- [TASK TO CARRY OUT]: Extract every row below verbatim, and omit the pictures from your answer.
::::
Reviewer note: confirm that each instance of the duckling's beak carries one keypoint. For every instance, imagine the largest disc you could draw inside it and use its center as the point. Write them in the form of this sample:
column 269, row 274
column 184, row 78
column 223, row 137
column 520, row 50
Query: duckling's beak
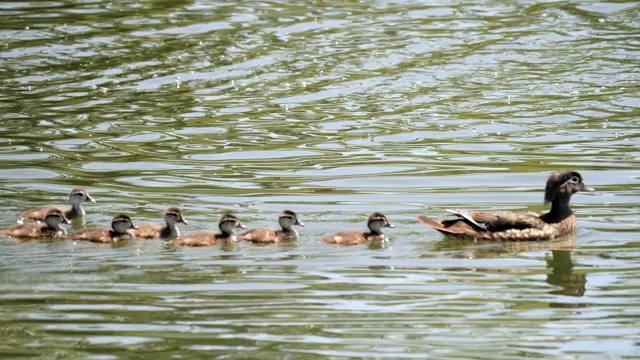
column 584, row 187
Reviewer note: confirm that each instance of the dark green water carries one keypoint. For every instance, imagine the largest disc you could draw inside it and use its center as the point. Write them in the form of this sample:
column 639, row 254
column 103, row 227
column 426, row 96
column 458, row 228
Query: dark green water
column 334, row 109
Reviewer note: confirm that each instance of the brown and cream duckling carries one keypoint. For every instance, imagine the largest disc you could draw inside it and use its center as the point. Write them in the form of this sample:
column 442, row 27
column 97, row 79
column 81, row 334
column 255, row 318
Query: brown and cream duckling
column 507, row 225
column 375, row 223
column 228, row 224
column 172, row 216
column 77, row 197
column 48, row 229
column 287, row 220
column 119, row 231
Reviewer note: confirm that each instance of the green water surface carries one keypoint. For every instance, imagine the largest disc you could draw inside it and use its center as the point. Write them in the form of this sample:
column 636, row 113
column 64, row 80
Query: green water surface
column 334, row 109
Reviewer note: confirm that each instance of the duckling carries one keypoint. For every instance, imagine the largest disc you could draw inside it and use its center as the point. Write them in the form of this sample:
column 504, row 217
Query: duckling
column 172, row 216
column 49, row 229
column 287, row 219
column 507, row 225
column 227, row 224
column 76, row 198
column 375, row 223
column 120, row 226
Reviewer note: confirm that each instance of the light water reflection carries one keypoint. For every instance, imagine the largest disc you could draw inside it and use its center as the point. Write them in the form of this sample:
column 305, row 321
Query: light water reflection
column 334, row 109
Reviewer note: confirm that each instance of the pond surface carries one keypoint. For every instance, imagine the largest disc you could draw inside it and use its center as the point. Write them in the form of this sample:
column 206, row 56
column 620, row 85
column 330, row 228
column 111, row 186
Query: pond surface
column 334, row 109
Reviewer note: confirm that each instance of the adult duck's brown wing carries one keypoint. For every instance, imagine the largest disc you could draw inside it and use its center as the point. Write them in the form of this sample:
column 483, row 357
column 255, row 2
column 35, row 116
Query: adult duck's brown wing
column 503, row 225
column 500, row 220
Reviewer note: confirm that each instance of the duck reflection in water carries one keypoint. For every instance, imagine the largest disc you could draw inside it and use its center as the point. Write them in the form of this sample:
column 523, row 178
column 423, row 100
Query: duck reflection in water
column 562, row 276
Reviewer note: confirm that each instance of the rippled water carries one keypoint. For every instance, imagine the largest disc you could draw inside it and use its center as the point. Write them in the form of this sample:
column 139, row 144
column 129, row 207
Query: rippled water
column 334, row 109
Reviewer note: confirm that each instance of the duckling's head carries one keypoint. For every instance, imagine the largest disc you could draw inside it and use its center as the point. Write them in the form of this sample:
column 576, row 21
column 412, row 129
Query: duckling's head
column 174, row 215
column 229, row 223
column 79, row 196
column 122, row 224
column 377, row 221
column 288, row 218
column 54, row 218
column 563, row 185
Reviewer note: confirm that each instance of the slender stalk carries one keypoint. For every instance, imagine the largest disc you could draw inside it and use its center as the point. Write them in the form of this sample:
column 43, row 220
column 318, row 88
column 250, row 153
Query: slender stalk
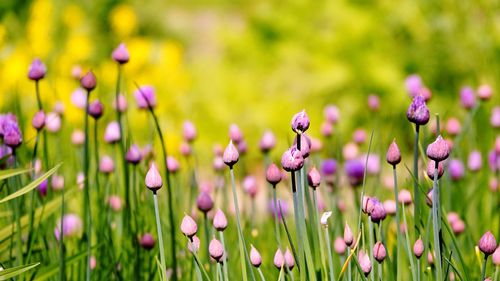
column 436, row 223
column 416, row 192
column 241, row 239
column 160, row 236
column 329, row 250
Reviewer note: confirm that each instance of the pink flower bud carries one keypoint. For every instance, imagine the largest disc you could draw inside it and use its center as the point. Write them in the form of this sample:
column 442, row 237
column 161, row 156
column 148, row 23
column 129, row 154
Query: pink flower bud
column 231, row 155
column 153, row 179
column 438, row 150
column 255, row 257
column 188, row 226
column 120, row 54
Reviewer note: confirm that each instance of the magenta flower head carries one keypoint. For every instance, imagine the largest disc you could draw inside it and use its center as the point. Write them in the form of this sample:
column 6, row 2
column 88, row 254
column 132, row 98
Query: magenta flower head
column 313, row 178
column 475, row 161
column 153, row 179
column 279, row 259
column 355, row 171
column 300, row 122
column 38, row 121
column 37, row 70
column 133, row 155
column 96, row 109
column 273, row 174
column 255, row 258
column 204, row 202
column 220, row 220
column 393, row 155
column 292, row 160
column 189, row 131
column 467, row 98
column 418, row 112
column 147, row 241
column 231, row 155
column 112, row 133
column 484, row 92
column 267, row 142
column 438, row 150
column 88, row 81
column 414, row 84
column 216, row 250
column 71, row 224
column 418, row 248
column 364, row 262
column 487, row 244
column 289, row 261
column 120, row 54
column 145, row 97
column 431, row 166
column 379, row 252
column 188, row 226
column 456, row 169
::::
- [REPLY]:
Reviewer note: confirm that each instance of the duckling's beak carries one keypoint. For every instance, imagine the largest disc you could draw inside it and use its center as the point. Write them in the form of this sample:
column 269, row 274
column 184, row 78
column 223, row 137
column 520, row 50
Query: duckling's beak
column 584, row 187
Reviewer note: confirm that each instance of the dark green water carries one keypoint. For every instance, imagine the largest disc you could draw inside it and use its center as the point. Write them in the form of this sample:
column 639, row 254
column 103, row 227
column 426, row 96
column 458, row 228
Query: dark green water
column 334, row 109
Reviewer note: confirm that each instance of the brown and cream duckling carries one keypoint. For every instance, imagine the largest disc you could draw inside it and use its center as the point. Write them in the form of this sample:
column 442, row 27
column 97, row 79
column 81, row 334
column 255, row 318
Query: brown and cream duckling
column 507, row 225
column 375, row 223
column 228, row 224
column 172, row 216
column 77, row 197
column 48, row 229
column 287, row 220
column 119, row 231
Reviewer note: confirm that each instance of the green water surface carries one keypoint. For every instance, imagine the largest disc you could draw inside it and use its center as the point. Write them in the form of this sample:
column 636, row 113
column 64, row 80
Query: green water surface
column 334, row 109
Reviewer note: confirm that each instance of the duckling carries one keypoint. For every instance, imagine the largest disc you could draw inside it and use its center as the point. Write them in the form of this sample:
column 504, row 217
Query: duckling
column 172, row 216
column 49, row 229
column 287, row 219
column 507, row 225
column 227, row 224
column 76, row 198
column 375, row 223
column 120, row 226
Reviewer note: confirm that each instance of the light water reflection carries one keypoint. For every instance, imagine the largest disc you could draw inside it and use its center as the point. Write them in the form of this sample:
column 305, row 321
Query: light water reflection
column 334, row 109
Reviewer note: confirm that each instance of the pond surface carries one keypoint. For every instance, imagine the largest disc you could draw inside it and use its center as the point. Write them in the form of this sample:
column 206, row 56
column 620, row 85
column 330, row 228
column 111, row 186
Query: pond surface
column 334, row 109
Reviewer note: confirm that each instance of the adult duck's brown wing carries one keypoint. For every instance, imagine the largest disc you could draw inside it and use its center as the point. Write them in the form of this sample:
column 483, row 357
column 255, row 2
column 35, row 116
Query: adult duck's brown wing
column 503, row 225
column 500, row 220
Reviewer note: confirm that each instance of the duck reflection in water carries one keypoint. For every instance, imagine the largest disc you could draw inside it and use its center as the point. Write them in the form of this sample:
column 523, row 178
column 423, row 100
Query: duck reflection in water
column 562, row 276
Reviewer note: confirm that each instance of the rippled water carries one keypoint. For every instance, imagine the largest disc you could draw inside it and use its center as the point. Write them in the form of this sample:
column 139, row 144
column 129, row 207
Query: rippled water
column 334, row 109
Reviewer note: confirm that each instance of the duckling's head carries one keypoint. For every instance, imagine the largest disc you could draw inside it and use its center as the point. Write them in the form of this sample:
column 576, row 21
column 412, row 129
Query: duckling's head
column 174, row 215
column 229, row 223
column 79, row 196
column 122, row 224
column 377, row 221
column 288, row 218
column 54, row 218
column 563, row 185
Reviewer note: confirm that each instance of the slender stalk carries one keypoint. For every instance, imagine the largest disc you could draw inside it and use its center as the point. Write them in the form of this sample:
column 43, row 220
column 318, row 88
column 250, row 153
Query: slender stalk
column 436, row 223
column 416, row 192
column 241, row 239
column 160, row 236
column 329, row 250
Reviewer note: confirm that each instance of the pink flower bud carries one keypoint. For every instance, imagine the largest disc you could draw inside it and use its center as the point. Write them in the form of this sample:
column 442, row 237
column 161, row 156
column 148, row 23
column 129, row 154
Query: pink flower bud
column 231, row 155
column 153, row 179
column 438, row 150
column 255, row 257
column 188, row 226
column 120, row 54
Reviewer note: confirm that each instance of the magenta flower head carries one keypoint. For every instance, imagine the largest disc you could draw inside it and use its center as the point. Write them in the form of this sample:
column 6, row 2
column 88, row 254
column 132, row 98
Query: magenta flower head
column 313, row 178
column 475, row 161
column 153, row 179
column 279, row 259
column 355, row 171
column 300, row 122
column 38, row 121
column 37, row 70
column 133, row 155
column 96, row 109
column 273, row 174
column 255, row 258
column 204, row 202
column 220, row 220
column 393, row 155
column 292, row 160
column 189, row 131
column 467, row 98
column 418, row 112
column 147, row 241
column 231, row 155
column 112, row 133
column 484, row 92
column 267, row 142
column 438, row 150
column 88, row 81
column 414, row 84
column 216, row 250
column 71, row 224
column 418, row 248
column 364, row 262
column 487, row 244
column 289, row 261
column 120, row 54
column 145, row 97
column 431, row 166
column 379, row 252
column 188, row 226
column 456, row 169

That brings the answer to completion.